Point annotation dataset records
+---+
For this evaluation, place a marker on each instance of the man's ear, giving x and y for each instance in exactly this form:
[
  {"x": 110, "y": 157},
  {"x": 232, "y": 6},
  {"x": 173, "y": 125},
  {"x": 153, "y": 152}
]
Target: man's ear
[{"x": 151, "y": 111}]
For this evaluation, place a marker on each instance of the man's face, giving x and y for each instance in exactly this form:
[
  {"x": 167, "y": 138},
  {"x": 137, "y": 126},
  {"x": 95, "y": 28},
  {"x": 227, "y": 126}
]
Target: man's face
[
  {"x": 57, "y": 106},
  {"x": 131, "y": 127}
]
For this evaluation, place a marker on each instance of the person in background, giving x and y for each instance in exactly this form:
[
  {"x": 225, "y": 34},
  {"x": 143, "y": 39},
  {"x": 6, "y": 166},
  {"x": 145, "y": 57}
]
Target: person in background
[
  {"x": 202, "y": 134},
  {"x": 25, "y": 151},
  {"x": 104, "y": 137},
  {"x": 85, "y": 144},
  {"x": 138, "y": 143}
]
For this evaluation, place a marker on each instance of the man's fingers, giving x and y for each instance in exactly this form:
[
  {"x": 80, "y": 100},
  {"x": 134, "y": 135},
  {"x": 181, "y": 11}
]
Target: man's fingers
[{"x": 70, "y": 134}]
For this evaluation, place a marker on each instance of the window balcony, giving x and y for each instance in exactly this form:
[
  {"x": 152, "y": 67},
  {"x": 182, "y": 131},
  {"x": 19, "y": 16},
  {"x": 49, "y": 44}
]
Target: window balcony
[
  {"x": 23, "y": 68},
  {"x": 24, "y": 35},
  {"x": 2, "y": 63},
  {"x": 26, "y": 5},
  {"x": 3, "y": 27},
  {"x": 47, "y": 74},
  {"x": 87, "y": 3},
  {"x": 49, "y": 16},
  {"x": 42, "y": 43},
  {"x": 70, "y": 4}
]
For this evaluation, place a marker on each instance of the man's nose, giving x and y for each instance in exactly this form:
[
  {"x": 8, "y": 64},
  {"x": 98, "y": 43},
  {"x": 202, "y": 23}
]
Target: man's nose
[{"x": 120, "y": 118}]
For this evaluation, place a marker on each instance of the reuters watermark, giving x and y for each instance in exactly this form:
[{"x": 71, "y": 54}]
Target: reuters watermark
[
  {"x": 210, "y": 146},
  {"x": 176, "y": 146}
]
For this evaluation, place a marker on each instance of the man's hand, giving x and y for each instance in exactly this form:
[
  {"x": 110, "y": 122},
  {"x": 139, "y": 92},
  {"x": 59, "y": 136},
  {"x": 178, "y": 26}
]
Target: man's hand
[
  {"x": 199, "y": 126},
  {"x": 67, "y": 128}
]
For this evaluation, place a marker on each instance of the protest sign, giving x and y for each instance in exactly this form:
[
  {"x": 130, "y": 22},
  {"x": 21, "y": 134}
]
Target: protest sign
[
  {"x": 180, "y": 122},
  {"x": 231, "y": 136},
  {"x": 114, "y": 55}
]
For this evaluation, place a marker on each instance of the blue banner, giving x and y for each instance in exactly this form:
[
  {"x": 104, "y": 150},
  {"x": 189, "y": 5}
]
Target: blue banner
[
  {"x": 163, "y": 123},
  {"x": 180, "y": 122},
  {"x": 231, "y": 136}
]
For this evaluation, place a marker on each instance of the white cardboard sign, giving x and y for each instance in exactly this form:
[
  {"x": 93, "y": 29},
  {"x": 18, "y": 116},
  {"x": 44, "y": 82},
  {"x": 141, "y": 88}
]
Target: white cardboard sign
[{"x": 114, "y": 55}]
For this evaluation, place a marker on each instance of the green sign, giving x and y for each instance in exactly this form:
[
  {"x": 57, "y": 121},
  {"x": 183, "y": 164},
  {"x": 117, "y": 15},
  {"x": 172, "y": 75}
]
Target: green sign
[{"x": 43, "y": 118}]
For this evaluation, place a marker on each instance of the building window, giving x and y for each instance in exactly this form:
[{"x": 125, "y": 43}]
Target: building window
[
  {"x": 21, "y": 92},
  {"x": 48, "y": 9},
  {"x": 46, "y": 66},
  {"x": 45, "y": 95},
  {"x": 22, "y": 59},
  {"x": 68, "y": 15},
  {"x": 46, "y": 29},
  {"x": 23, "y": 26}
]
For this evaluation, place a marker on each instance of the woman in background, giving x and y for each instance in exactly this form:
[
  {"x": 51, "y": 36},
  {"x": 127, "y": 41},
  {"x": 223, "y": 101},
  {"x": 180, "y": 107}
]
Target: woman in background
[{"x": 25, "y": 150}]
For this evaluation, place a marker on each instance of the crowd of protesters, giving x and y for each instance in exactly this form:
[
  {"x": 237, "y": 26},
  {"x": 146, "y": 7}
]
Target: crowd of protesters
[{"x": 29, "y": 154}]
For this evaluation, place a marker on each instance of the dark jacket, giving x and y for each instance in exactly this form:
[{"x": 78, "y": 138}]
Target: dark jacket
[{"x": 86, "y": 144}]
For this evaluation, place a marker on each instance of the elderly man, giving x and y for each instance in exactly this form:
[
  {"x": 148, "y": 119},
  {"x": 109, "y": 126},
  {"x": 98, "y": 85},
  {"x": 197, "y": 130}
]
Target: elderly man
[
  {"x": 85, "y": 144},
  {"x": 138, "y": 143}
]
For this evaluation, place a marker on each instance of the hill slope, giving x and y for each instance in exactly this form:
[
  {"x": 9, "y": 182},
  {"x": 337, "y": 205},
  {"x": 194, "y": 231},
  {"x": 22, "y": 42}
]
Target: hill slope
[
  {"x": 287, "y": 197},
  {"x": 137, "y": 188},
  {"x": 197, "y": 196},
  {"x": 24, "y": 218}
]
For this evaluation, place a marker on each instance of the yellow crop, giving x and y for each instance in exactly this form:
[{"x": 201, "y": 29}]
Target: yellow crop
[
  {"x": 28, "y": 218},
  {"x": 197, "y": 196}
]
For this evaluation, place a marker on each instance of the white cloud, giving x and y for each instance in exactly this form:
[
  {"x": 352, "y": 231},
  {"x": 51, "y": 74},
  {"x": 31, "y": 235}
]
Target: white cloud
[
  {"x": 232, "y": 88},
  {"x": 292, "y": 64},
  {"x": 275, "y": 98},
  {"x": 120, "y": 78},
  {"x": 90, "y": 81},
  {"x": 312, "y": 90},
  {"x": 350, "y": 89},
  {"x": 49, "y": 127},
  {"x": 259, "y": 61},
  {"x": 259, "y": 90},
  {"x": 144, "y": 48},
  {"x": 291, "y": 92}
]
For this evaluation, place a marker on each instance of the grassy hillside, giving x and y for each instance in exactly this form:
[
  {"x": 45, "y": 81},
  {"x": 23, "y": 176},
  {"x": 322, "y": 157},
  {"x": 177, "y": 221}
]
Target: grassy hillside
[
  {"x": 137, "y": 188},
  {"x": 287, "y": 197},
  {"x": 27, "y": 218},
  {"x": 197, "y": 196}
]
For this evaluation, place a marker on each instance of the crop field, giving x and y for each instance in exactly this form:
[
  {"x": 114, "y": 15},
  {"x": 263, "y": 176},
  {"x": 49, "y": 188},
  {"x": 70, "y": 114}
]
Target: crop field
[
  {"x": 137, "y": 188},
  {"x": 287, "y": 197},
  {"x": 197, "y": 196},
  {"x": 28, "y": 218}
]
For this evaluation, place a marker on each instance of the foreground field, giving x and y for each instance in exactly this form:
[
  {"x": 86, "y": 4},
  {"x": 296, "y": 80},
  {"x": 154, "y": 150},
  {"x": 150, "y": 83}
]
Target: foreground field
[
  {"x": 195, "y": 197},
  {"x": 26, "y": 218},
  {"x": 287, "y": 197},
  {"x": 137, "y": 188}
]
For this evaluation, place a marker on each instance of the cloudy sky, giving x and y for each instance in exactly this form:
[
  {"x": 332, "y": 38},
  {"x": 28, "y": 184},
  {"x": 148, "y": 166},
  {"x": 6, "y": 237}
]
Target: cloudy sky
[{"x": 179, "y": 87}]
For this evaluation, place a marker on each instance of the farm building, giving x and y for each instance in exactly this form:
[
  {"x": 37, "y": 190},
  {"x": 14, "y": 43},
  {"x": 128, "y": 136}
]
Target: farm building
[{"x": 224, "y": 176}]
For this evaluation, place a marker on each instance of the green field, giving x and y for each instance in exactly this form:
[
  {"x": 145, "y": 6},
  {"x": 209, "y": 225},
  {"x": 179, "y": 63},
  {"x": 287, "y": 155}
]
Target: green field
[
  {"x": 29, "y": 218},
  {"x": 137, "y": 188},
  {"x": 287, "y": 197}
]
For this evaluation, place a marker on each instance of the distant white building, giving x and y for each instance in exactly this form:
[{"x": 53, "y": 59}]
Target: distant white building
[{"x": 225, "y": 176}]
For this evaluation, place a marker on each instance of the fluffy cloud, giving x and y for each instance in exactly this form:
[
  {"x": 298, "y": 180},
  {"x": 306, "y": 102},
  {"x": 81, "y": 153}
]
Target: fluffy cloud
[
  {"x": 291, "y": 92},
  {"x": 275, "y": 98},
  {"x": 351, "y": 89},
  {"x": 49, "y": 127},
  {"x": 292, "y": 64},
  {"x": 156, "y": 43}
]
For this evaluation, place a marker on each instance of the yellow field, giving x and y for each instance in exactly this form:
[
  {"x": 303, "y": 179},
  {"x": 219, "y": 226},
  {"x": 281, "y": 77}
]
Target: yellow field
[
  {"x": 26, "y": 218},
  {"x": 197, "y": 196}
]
+---+
REQUIRED TASK » Reproduce the records from the line containing "of the farm" through the end of the records, swapping "fluffy cloud" for "white cloud" and keeping everything else identical.

WRITTEN SOLUTION »
For this evaluation, place a marker on each instance of the farm building, giving x and y for each instance in exactly this form:
[
  {"x": 37, "y": 190},
  {"x": 14, "y": 43},
  {"x": 128, "y": 136}
]
Target: farm building
[{"x": 224, "y": 176}]
For this evaluation, place a marker on each instance of the green field, giving x and y for each instance in exactly this form:
[
  {"x": 145, "y": 6},
  {"x": 209, "y": 225},
  {"x": 179, "y": 63},
  {"x": 287, "y": 155}
]
Target: green field
[
  {"x": 29, "y": 218},
  {"x": 137, "y": 188},
  {"x": 287, "y": 197}
]
For this evaluation, place a marker on each instance of the distant white building, giving x and y for each instance in exactly this form:
[{"x": 53, "y": 59}]
Target: distant white building
[{"x": 225, "y": 176}]
For this evaluation, place a marker on each instance of the white cloud, giving x and y for each instance in exactly this form:
[
  {"x": 298, "y": 180},
  {"x": 306, "y": 102},
  {"x": 81, "y": 153}
]
Target: white cloud
[
  {"x": 291, "y": 92},
  {"x": 275, "y": 98},
  {"x": 351, "y": 89},
  {"x": 49, "y": 127},
  {"x": 292, "y": 64},
  {"x": 156, "y": 43}
]
For this evaluation, place a marker on each instance of the yellow field, giving x and y for each instance in exactly this form:
[
  {"x": 303, "y": 179},
  {"x": 219, "y": 226},
  {"x": 281, "y": 77}
]
Target: yellow field
[
  {"x": 26, "y": 218},
  {"x": 197, "y": 196}
]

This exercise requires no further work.